:: The problem ::
Gather every line from the items below that contains the word "grass", and copy each one in full. Case counts, so a line matches only if the capitalization is the same.

:: Given data ::
▬▬▬▬▬▬
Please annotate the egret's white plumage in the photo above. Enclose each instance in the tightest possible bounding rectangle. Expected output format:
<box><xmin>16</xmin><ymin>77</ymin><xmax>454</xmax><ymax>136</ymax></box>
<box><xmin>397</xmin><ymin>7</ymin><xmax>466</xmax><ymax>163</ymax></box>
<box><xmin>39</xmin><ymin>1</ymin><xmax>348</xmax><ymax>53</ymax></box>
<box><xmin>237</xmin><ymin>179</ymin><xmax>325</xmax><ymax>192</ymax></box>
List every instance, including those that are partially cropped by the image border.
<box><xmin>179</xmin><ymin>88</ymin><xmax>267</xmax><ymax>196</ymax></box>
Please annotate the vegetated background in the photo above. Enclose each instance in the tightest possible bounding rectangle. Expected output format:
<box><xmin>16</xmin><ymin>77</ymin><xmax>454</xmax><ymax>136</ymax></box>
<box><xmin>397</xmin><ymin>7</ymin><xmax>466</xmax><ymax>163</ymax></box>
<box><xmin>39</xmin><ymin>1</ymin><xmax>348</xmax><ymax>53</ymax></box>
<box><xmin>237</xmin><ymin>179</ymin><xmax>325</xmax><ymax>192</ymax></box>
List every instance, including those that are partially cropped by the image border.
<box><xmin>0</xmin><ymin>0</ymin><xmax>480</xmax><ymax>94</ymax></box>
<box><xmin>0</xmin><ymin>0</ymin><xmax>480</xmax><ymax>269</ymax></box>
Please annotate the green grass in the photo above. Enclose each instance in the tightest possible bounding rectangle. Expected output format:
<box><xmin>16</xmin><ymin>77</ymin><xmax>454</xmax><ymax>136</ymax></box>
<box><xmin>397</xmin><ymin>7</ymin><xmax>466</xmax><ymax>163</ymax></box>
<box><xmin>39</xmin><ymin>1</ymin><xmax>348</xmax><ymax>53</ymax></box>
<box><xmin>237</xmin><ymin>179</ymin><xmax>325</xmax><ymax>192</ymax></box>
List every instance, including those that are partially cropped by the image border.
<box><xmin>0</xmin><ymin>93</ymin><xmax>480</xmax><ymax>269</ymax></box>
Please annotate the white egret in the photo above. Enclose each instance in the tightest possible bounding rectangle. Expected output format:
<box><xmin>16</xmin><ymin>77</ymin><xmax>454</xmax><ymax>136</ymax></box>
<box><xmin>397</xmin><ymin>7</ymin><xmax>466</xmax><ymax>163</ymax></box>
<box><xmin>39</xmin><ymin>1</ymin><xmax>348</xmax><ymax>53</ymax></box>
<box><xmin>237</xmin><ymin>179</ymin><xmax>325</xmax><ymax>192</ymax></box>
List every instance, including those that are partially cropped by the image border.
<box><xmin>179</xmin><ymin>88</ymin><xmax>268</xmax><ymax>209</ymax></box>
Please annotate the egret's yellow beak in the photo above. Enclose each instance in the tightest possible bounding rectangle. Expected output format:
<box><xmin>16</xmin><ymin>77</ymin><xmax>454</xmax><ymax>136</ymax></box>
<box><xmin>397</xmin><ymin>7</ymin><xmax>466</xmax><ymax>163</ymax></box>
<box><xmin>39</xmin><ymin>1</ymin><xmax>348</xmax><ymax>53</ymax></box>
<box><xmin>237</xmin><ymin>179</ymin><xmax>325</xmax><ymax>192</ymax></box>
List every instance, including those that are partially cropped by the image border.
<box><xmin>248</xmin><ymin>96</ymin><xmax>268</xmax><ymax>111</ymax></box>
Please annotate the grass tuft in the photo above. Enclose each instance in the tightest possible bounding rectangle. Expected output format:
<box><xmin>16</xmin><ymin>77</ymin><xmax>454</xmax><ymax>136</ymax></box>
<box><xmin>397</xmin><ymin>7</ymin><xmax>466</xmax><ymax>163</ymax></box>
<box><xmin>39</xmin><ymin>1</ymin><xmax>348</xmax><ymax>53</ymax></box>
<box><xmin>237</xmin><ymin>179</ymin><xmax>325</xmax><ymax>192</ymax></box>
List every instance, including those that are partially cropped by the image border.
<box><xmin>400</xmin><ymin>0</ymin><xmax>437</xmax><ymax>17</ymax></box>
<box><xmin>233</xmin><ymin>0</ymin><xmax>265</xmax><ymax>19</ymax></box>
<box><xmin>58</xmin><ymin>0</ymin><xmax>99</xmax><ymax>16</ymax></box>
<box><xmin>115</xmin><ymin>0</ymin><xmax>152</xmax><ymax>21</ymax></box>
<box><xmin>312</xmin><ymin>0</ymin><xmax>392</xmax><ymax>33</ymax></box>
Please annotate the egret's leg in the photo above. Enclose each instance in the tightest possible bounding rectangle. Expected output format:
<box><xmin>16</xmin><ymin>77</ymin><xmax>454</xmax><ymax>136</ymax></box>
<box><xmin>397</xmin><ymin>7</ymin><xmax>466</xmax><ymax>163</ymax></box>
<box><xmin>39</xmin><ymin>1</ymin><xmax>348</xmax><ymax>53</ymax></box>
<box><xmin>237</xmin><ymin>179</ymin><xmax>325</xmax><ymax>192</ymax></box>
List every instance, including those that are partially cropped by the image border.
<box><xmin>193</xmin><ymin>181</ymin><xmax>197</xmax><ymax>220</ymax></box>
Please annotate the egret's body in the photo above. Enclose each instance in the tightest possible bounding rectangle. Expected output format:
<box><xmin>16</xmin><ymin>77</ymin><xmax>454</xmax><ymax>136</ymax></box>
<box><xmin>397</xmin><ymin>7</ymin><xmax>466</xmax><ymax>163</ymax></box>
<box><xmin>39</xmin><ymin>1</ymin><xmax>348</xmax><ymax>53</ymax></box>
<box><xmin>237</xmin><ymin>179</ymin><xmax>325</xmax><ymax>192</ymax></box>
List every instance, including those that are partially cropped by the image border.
▬▬▬▬▬▬
:: Task solution ::
Please annotate the green grass in the photo above. Enclose each instance in the tightest possible bounding rectangle. Expected output format:
Please annotate the grass tuft in the photo above. Enclose each instance in the tightest possible bounding rectangle. Expected output format:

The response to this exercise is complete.